---------- Text section ----------
In conversation with Robert Kaplan

On how geography threatens the U.S., makes Africa poor and may alter our economy

On how geography threatens the U.S., makes Africa poor and may alter our economy

Photographs by Matthew Teuten/Novus Select

American foreign affairs journalist Robert Kaplan, 60, is the author of 14 books, many about U.S. strategic imperatives and the re-emergence of long-standing cultural tensions hidden by Cold War politics. His new book is The Revenge of Geography: What the Map Tells Us About Coming Conflicts and the Battle Against Fate.

Q: You write that the West, especially the U.S., has lately been ascribing too much influence in geopolitics to human agency, especially air power, and not enough to the literal facts on the ground.

A: That’s a fair summation of the book, but it’s much wider than this. Since the end of the Second World War, with the emergence of economics in a big way, of financial institutions, of political science, of international relations, of human rights organizations, of an intellectual global elite that never existed before, geopolitics has been downplayed and especially geography. There’s this feeling that we’ve overcome geography—the global elite talks in terms of, “We can do this and we can do that”—as though it doesn’t matter. This book is a corrective.

Q: Maps certainly matter in your work. Globes, actually—you also write about the distortions maps give rise to.

A: I like globes because you can learn a lot about the world looking at the north and south polar maps, which lend themselves to a globe. On a globe, places like India and the Middle East and China matter more than you see on conventional Mercator projections, while places in the higher latitudes, like Europe and Greenland, matter less. The most interesting thing about polar maps is that in the north you see an ocean surrounded by land, and a south polar map shows you land surrounded by oceans, so that you realize most of the land and population is in the northern hemisphere, not the southern.

Q: Geography is shorthand for history: mountains aren’t just barriers for military planners, they create languages and cultures.

A: Yes, maps encourage generalist thinking, combining various disciplines: economics, geography, politics, ethnic studies, cultural studies. When we talk about things like cultural identity, we need to recall that geography massively influences but doesn’t absolutely determine fate. What we’re really talking about is the experience of a population on a part of the map over many generations.

Q: Geography blessed Europe, you write, with its immense coastline, and burdened Africa.
----------
■ **Given exercise A**: Gather every line of the records that contains the string "green", treating uppercase and lowercase as different.
---------- Supplied records ----------
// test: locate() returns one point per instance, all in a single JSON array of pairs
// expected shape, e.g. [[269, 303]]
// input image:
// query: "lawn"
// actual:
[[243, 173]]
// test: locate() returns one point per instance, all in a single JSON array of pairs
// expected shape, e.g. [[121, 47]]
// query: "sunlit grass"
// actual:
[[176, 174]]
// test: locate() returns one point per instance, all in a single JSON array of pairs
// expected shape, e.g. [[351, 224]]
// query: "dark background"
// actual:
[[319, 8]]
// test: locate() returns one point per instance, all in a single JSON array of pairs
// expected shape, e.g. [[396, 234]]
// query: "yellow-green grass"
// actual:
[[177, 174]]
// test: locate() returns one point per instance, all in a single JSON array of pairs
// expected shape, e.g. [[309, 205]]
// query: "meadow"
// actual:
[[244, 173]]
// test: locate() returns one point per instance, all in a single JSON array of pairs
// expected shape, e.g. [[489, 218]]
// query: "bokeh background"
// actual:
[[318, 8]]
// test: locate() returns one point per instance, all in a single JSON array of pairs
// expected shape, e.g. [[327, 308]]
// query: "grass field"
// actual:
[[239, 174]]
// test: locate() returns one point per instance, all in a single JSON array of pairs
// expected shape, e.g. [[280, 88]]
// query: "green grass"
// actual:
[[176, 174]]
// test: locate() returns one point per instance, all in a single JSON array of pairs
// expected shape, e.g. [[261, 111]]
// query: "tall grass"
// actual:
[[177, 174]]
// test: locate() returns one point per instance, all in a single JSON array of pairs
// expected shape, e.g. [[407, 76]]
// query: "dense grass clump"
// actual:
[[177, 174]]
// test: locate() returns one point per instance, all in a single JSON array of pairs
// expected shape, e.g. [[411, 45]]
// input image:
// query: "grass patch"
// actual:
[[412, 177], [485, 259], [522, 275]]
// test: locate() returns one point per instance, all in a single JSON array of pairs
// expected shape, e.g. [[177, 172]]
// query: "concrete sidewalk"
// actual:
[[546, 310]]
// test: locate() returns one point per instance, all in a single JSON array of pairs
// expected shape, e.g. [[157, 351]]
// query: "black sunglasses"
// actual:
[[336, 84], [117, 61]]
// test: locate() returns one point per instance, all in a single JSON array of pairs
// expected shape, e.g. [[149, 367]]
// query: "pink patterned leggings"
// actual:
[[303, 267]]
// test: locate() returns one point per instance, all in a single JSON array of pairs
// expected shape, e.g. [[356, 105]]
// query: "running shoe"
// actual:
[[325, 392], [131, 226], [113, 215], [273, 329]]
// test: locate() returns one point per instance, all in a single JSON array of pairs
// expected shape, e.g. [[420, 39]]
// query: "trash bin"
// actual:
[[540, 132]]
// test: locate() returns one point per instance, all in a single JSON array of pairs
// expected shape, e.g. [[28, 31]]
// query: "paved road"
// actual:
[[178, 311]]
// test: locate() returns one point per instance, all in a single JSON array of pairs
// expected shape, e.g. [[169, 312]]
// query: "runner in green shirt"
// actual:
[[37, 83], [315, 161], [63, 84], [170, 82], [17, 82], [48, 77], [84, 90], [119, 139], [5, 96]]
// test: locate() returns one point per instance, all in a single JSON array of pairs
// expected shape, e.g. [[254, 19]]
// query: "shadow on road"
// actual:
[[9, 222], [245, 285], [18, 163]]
----------
■ **Given exercise B**: Reproduce the Robert Kaplan interview word for word from "Q: Geography is" to "over many generations.".

■ **Reply A**:
// query: "yellow-green grass"
// query: "green grass"
// query: "runner in green shirt"

■ **Reply B**:
Q: Geography is shorthand for history: mountains aren’t just barriers for military planners, they create languages and cultures.

A: Yes, maps encourage generalist thinking, combining various disciplines: economics, geography, politics, ethnic studies, cultural studies. When we talk about things like cultural identity, we need to recall that geography massively influences but doesn’t absolutely determine fate. What we’re really talking about is the experience of a population on a part of the map over many generations.